_Extract_.
# Detla source to Wye load, what are the angles?



## Wire Tags (May 11, 2016)

I understand the math to get the magnitudes of voltages and currents, but I dont know the angles.

What is the angle of I phase at the load? I understand its 6A but at what angle?
And what about the angle of I phase at the source, the magnitude of 3.464 amps I understand but at what angle?

The stuff in green ink are my assumptions, the rest is done by someone else.


----------



## Helmut (May 7, 2014)

Wire Tags said:


> I understand the math to get the magnitudes of voltages and currents, but I dont know the angles.
> 
> What is the angle of I phase at the load? I understand its 6A but at what angle?
> And what about the angle of I phase at the source, the magnitude of 3.464 amps I understand but at what angle?
> ...


ELI the ICE man.

Voltage leads current in induction loads
Current leads voltage in Capacitive loads.
The are equal in resistive loads.


Is that what your asking?


----------



## telsa (May 22, 2015)

Homework?


----------



## just the cowboy (Sep 4, 2013)

Where does it ask for angles?


----------



## Wire Tags (May 11, 2016)

I think I got it now


At node A, current entering = current leaving

so Ica = Iab + I line A

so I line A = Ica - Iab
= 3.464 @0 degrees - 3.464 @240 degrees
= 6 amps @ 30 degrees.

and because the load is in a Wye formation, I line A = I phase, so the iphase in one of the 20 ohm resistor is 6 amps @ 30 degrees.


----------

_Dataset extract_.
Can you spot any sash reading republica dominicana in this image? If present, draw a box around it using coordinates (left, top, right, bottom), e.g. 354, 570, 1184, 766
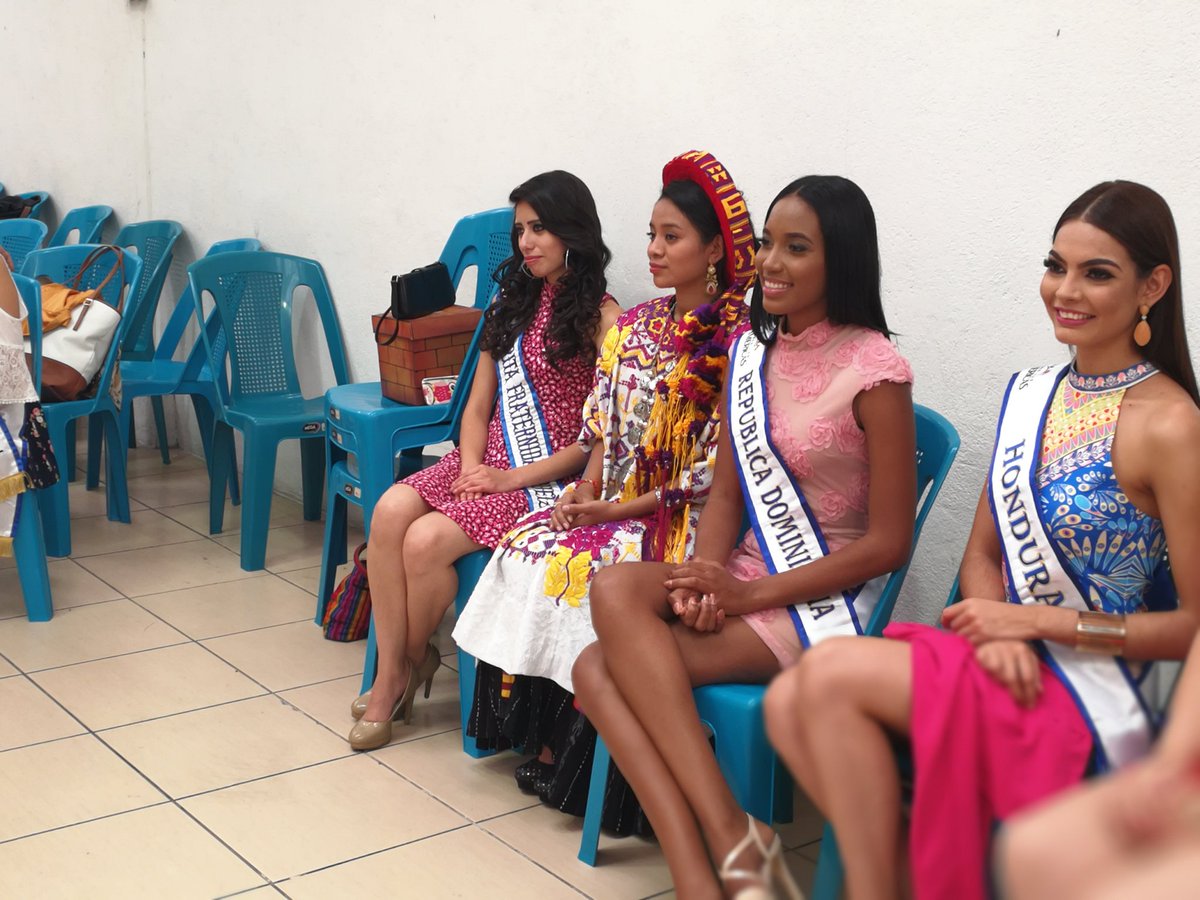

_What is asked_.
1 – Do these statements agree with the thread on delta-to-wye angles? Answer yes or no for each, quoting the deciding words of the text.
(a) The first poster knows the phase current at the load is 6 A.
(b) One reply says current leads voltage in induction loads.
(c) The last post puts the current in one of the 20 ohm resistors at 6 amps @ 30 degrees.
2 – In the thread on delta-to-wye angles, take the part from "At node A, current" up to and including "is 6 amps @ 30 degrees." and write it out again, renaming "node A" to "junction A".

_Responses_.
1 –
(a) Yes: "I understand its 6A but at what angle?"
(b) No: "Voltage leads current in induction loads"
(c) Yes: "the iphase in one of the 20 ohm resistor is 6 amps @ 30 degrees."

2 –
At junction A, current entering = current leaving

so Ica = Iab + I line A

so I line A = Ica - Iab
= 3.464 @0 degrees - 3.464 @240 degrees
= 6 amps @ 30 degrees.

and because the load is in a Wye formation, I line A = I phase, so the iphase in one of the 20 ohm resistor is 6 amps @ 30 degrees.